Format each line of the items below as a JSON list of strings, one string per line, with blank lines left out.

● **STORED DATA**
§

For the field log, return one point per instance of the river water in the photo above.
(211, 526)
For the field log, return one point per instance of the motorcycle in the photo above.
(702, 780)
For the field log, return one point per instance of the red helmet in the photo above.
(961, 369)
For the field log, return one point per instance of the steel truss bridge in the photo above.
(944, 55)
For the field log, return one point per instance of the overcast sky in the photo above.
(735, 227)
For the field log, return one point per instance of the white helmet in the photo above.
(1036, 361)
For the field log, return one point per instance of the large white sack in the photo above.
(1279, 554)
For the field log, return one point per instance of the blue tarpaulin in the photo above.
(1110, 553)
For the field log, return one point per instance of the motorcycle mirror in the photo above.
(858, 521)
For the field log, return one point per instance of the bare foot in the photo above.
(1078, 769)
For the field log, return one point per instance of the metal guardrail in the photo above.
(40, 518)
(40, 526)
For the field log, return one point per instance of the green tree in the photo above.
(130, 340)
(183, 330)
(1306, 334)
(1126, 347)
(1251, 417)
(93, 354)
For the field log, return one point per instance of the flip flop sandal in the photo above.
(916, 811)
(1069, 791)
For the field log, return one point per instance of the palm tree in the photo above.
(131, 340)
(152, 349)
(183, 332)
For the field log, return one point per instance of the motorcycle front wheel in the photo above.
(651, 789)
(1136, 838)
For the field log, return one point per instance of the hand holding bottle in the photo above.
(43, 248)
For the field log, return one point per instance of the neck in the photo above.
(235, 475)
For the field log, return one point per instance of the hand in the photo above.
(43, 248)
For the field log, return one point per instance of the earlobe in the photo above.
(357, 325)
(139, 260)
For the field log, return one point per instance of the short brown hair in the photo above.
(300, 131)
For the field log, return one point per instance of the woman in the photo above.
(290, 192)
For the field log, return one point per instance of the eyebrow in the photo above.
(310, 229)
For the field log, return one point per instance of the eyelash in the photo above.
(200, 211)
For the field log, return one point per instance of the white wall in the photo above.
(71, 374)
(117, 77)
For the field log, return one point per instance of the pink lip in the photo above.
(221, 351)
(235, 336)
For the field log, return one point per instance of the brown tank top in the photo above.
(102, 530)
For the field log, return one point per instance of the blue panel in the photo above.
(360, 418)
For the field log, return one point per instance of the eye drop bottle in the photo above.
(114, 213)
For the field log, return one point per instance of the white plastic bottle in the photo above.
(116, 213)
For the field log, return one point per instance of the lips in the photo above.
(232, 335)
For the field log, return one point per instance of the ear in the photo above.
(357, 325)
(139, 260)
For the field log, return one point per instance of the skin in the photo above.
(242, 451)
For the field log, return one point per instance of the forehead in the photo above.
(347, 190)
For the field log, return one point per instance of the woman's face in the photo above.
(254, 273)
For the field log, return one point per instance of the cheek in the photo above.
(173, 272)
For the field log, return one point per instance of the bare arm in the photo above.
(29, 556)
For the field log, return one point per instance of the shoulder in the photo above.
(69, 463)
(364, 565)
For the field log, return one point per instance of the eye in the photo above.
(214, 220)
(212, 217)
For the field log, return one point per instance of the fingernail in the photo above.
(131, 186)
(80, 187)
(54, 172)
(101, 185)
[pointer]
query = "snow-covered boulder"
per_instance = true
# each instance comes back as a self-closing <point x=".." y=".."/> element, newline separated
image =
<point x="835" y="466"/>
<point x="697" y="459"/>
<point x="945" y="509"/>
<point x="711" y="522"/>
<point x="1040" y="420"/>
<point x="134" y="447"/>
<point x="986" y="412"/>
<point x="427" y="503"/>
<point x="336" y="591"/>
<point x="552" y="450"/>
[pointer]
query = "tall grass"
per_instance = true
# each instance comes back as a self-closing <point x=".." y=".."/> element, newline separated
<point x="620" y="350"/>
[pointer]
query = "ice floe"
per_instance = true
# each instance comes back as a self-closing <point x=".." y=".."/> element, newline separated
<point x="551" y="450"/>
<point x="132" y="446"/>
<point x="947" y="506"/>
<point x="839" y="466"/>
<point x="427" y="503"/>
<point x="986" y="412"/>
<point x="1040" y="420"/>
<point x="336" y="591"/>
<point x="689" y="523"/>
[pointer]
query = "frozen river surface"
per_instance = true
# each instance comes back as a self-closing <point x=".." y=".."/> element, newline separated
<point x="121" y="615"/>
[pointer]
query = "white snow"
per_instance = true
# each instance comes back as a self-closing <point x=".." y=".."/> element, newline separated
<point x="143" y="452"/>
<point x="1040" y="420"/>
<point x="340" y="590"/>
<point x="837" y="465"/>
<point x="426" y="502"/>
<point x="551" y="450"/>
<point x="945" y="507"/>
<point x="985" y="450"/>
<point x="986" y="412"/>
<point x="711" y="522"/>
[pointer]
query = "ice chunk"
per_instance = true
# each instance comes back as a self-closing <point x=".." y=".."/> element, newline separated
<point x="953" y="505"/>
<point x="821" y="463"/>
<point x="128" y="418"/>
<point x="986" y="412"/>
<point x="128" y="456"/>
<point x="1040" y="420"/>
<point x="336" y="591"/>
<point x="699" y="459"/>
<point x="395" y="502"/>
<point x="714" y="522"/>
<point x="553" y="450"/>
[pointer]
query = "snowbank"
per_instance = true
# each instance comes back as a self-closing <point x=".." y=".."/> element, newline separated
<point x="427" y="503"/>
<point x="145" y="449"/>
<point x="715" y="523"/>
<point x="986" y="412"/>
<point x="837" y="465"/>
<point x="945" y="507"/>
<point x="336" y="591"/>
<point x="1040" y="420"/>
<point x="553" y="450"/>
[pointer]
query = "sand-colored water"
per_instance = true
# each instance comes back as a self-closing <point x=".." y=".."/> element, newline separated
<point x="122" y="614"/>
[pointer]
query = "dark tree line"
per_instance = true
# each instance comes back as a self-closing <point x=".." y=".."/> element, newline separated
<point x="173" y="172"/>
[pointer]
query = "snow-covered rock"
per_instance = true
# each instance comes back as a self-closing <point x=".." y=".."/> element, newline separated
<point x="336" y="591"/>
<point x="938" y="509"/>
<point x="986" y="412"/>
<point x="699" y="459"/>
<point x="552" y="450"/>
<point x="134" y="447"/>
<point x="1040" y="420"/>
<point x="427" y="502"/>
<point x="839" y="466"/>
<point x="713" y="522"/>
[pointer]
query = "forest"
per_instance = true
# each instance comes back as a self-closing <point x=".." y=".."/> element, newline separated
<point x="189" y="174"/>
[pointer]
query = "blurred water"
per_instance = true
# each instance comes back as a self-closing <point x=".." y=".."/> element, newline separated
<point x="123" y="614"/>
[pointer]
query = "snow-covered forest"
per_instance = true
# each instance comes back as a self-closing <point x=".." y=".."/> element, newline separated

§

● **FINISHED EXERCISE**
[
  "For the field log, return one point per instance of the river water in the photo above.",
  "(211, 526)",
  "For the field log, return one point per instance of the motorcycle in the photo above.",
  "(702, 780)",
  "For the field log, return one point per instance of the red helmet in the photo above.",
  "(961, 369)",
  "For the field log, return one point per instance of the steel truss bridge in the photo above.",
  "(944, 55)",
  "For the field log, return one point per instance of the overcast sky in the photo above.",
  "(735, 227)",
  "For the field log, return one point per instance of the white helmet in the photo above.",
  "(1036, 361)",
  "For the field log, return one point per instance of the large white sack in the photo above.",
  "(1279, 554)",
  "For the field log, return one point per instance of the blue tarpaulin in the photo above.",
  "(1110, 553)",
  "For the field log, return one point per instance of the motorcycle mirror in the photo above.",
  "(858, 521)",
  "For the field log, return one point per instance of the bare foot in the photo above.",
  "(1078, 769)",
  "For the field log, return one point per instance of the metal guardrail in the photo above.",
  "(40, 518)",
  "(40, 526)",
  "For the field log, return one point per instance of the green tree in the photo above.",
  "(130, 340)",
  "(183, 330)",
  "(1306, 334)",
  "(1126, 347)",
  "(1251, 417)",
  "(93, 354)",
  "For the field log, return one point per instance of the flip flop sandal in the photo above.",
  "(916, 811)",
  "(1069, 791)",
  "For the field log, return one point per instance of the palm tree in the photo above.",
  "(131, 340)",
  "(152, 349)",
  "(183, 332)",
  "For the field log, return one point per instance of the motorcycle front wheel in the photo above.",
  "(651, 789)",
  "(1136, 838)",
  "For the field log, return one point per instance of the hand holding bottle in the photo above.",
  "(43, 248)",
  "For the field log, return one point per instance of the neck in the photo above.",
  "(235, 475)",
  "For the field log, return one point per instance of the hand in the photo above.",
  "(43, 248)",
  "For the field log, return one point per instance of the earlobe in the photo above.",
  "(357, 325)",
  "(139, 260)",
  "For the field log, return one point per instance of the short brown hair in the photo above.",
  "(300, 131)",
  "For the field log, return one point per instance of the woman in the photo above.",
  "(290, 192)",
  "For the field log, return one point per instance of the eyebrow in the photo above.",
  "(310, 229)",
  "For the field log, return one point per instance of the eyelash in the photo above.",
  "(200, 211)",
  "For the field log, return one point per instance of the white wall in the photo above.",
  "(71, 374)",
  "(117, 77)",
  "For the field log, return one point per instance of the pink lip in the photo above.",
  "(221, 351)",
  "(235, 336)",
  "For the field log, return one point per instance of the brown tank top in the photo above.",
  "(102, 530)",
  "For the field log, return one point per instance of the blue panel in the photo above.",
  "(360, 418)",
  "For the field log, return one point per instance of the eye drop bottle in the photo above.",
  "(114, 213)",
  "For the field log, return one point per instance of the white plastic bottle in the photo above.",
  "(116, 213)",
  "For the field log, return one point per instance of the lips in the photo above.",
  "(232, 335)",
  "For the field log, return one point per instance of the ear in the photo above.",
  "(357, 325)",
  "(139, 260)",
  "For the field log, return one point per instance of the skin in the photo above.",
  "(242, 451)",
  "For the field log, return one point per instance of the forehead in the photo above.",
  "(347, 190)",
  "For the field log, return one point per instance of the woman's face in the photo above.",
  "(254, 273)",
  "For the field log, return one point per instance of the cheek in the photo above.",
  "(173, 272)",
  "For the field log, return one point per instance of the bare arm in the photo above.",
  "(29, 556)",
  "For the field log, return one point per instance of the shoulder in the photo above.",
  "(69, 463)",
  "(364, 565)",
  "For the field log, return one point per instance of the eye in the photo above.",
  "(214, 220)",
  "(212, 217)",
  "For the field log, return one point per instance of the fingernail in the photo above.",
  "(131, 186)",
  "(80, 187)",
  "(54, 172)",
  "(101, 185)",
  "[pointer]",
  "query = \"snow-covered boulder\"",
  "per_instance = true",
  "# each instance comes back as a self-closing <point x=\"..\" y=\"..\"/> element, newline separated",
  "image =",
  "<point x=\"835\" y=\"466\"/>",
  "<point x=\"697\" y=\"459\"/>",
  "<point x=\"945\" y=\"509\"/>",
  "<point x=\"711\" y=\"522\"/>",
  "<point x=\"1040\" y=\"420\"/>",
  "<point x=\"134\" y=\"447\"/>",
  "<point x=\"986\" y=\"412\"/>",
  "<point x=\"427\" y=\"503\"/>",
  "<point x=\"336\" y=\"591\"/>",
  "<point x=\"552\" y=\"450\"/>",
  "[pointer]",
  "query = \"tall grass\"",
  "per_instance = true",
  "# each instance comes back as a self-closing <point x=\"..\" y=\"..\"/> element, newline separated",
  "<point x=\"620\" y=\"350\"/>",
  "[pointer]",
  "query = \"ice floe\"",
  "per_instance = true",
  "# each instance comes back as a self-closing <point x=\"..\" y=\"..\"/> element, newline separated",
  "<point x=\"551\" y=\"450\"/>",
  "<point x=\"132\" y=\"446\"/>",
  "<point x=\"947\" y=\"506\"/>",
  "<point x=\"839\" y=\"466\"/>",
  "<point x=\"427\" y=\"503\"/>",
  "<point x=\"986\" y=\"412\"/>",
  "<point x=\"1040\" y=\"420\"/>",
  "<point x=\"336\" y=\"591\"/>",
  "<point x=\"689\" y=\"523\"/>",
  "[pointer]",
  "query = \"frozen river surface\"",
  "per_instance = true",
  "# each instance comes back as a self-closing <point x=\"..\" y=\"..\"/> element, newline separated",
  "<point x=\"121\" y=\"615\"/>",
  "[pointer]",
  "query = \"white snow\"",
  "per_instance = true",
  "# each instance comes back as a self-closing <point x=\"..\" y=\"..\"/> element, newline separated",
  "<point x=\"143\" y=\"452\"/>",
  "<point x=\"1040\" y=\"420\"/>",
  "<point x=\"340\" y=\"590\"/>",
  "<point x=\"837\" y=\"465\"/>",
  "<point x=\"426\" y=\"502\"/>",
  "<point x=\"551\" y=\"450\"/>",
  "<point x=\"945\" y=\"507\"/>",
  "<point x=\"985\" y=\"450\"/>",
  "<point x=\"986\" y=\"412\"/>",
  "<point x=\"711\" y=\"522\"/>",
  "[pointer]",
  "query = \"ice chunk\"",
  "per_instance = true",
  "# each instance comes back as a self-closing <point x=\"..\" y=\"..\"/> element, newline separated",
  "<point x=\"953\" y=\"505\"/>",
  "<point x=\"821\" y=\"463\"/>",
  "<point x=\"128\" y=\"418\"/>",
  "<point x=\"986\" y=\"412\"/>",
  "<point x=\"128\" y=\"456\"/>",
  "<point x=\"1040\" y=\"420\"/>",
  "<point x=\"336\" y=\"591\"/>",
  "<point x=\"699\" y=\"459\"/>",
  "<point x=\"395\" y=\"502\"/>",
  "<point x=\"714\" y=\"522\"/>",
  "<point x=\"553\" y=\"450\"/>",
  "[pointer]",
  "query = \"snowbank\"",
  "per_instance = true",
  "# each instance comes back as a self-closing <point x=\"..\" y=\"..\"/> element, newline separated",
  "<point x=\"427\" y=\"503\"/>",
  "<point x=\"145\" y=\"449\"/>",
  "<point x=\"715\" y=\"523\"/>",
  "<point x=\"986\" y=\"412\"/>",
  "<point x=\"837\" y=\"465\"/>",
  "<point x=\"945\" y=\"507\"/>",
  "<point x=\"336\" y=\"591\"/>",
  "<point x=\"1040\" y=\"420\"/>",
  "<point x=\"553\" y=\"450\"/>",
  "[pointer]",
  "query = \"sand-colored water\"",
  "per_instance = true",
  "# each instance comes back as a self-closing <point x=\"..\" y=\"..\"/> element, newline separated",
  "<point x=\"122\" y=\"614\"/>",
  "[pointer]",
  "query = \"dark tree line\"",
  "per_instance = true",
  "# each instance comes back as a self-closing <point x=\"..\" y=\"..\"/> element, newline separated",
  "<point x=\"173\" y=\"172\"/>",
  "[pointer]",
  "query = \"snow-covered rock\"",
  "per_instance = true",
  "# each instance comes back as a self-closing <point x=\"..\" y=\"..\"/> element, newline separated",
  "<point x=\"336\" y=\"591\"/>",
  "<point x=\"938\" y=\"509\"/>",
  "<point x=\"986\" y=\"412\"/>",
  "<point x=\"699\" y=\"459\"/>",
  "<point x=\"552\" y=\"450\"/>",
  "<point x=\"134\" y=\"447\"/>",
  "<point x=\"1040\" y=\"420\"/>",
  "<point x=\"427\" y=\"502\"/>",
  "<point x=\"839\" y=\"466\"/>",
  "<point x=\"713\" y=\"522\"/>",
  "[pointer]",
  "query = \"forest\"",
  "per_instance = true",
  "# each instance comes back as a self-closing <point x=\"..\" y=\"..\"/> element, newline separated",
  "<point x=\"189\" y=\"174\"/>",
  "[pointer]",
  "query = \"blurred water\"",
  "per_instance = true",
  "# each instance comes back as a self-closing <point x=\"..\" y=\"..\"/> element, newline separated",
  "<point x=\"123\" y=\"614\"/>",
  "[pointer]",
  "query = \"snow-covered forest\"",
  "per_instance = true",
  "# each instance comes back as a self-closing <point x=\"..\" y=\"..\"/> element, newline separated"
]